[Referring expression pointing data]
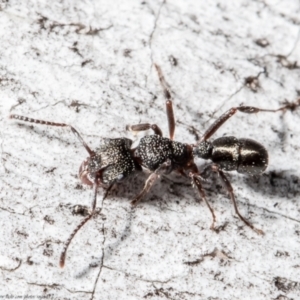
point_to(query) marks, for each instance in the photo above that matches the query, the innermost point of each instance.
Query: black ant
(115, 160)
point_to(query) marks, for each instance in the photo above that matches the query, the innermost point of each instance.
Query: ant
(115, 160)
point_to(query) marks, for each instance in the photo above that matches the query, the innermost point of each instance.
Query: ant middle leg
(196, 180)
(229, 189)
(169, 103)
(144, 127)
(247, 110)
(163, 168)
(91, 213)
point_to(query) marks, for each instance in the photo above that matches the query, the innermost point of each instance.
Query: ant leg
(169, 105)
(85, 220)
(244, 109)
(163, 168)
(144, 127)
(76, 133)
(229, 189)
(197, 182)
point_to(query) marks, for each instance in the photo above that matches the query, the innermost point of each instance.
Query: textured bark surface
(90, 64)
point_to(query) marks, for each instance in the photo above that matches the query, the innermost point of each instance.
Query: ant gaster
(115, 160)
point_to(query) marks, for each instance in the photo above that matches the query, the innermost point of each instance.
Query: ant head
(203, 150)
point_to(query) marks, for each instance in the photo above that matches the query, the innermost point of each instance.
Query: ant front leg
(169, 104)
(229, 189)
(247, 110)
(164, 168)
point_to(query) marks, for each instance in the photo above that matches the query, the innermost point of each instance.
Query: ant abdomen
(246, 156)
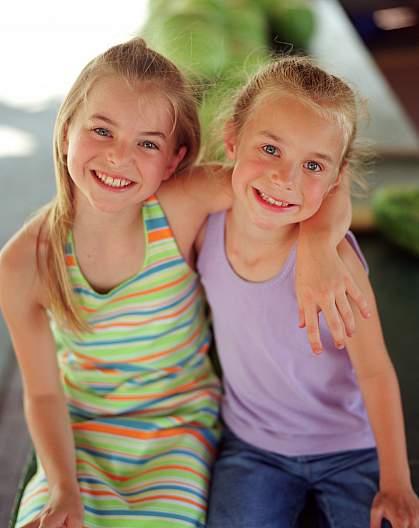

**Aim of the exercise:**
Restate the data above verbatim, skipping every image.

**Reply to the task:**
point_to(query) marks, for each instance in the photo above that matches the query, the innermost point of each instance.
Query: black ant
(115, 160)
point_to(query) marks, for each instance in the photo above that matches the query, the innermost point of each instance.
Query: ant
(115, 160)
point_to(query) marks, for each instance in the photo above that matches the query, the innermost point of each instance.
Query: ant middle leg
(196, 180)
(229, 189)
(169, 103)
(144, 127)
(247, 110)
(163, 168)
(91, 213)
point_to(query) marks, for each instance in the photo above that matches the query, the innermost point of each instance.
Query: ant leg
(169, 105)
(85, 220)
(244, 109)
(163, 168)
(144, 127)
(76, 133)
(229, 189)
(197, 182)
point_to(query) marks, for each instance in the photo above that matches the query, the innermost point of each instance.
Query: textured bark surface
(90, 64)
point_to(query) marks, for each instance in the photo above that matches the query, the innermost point of each instance.
Query: ant gaster
(115, 160)
point_to(query) marks, for each instance in the photo above that matches the query, the innermost point of each instance.
Query: ant head
(203, 150)
point_to(query) marks, for each instance in the photo above that matches the query, the innermost point of each instance.
Query: ant front leg
(169, 104)
(229, 189)
(247, 110)
(164, 168)
point_to(query) marks, for each instance in the photo above that matches the query, the innermost point of each instance.
Query: ant abdomen
(246, 156)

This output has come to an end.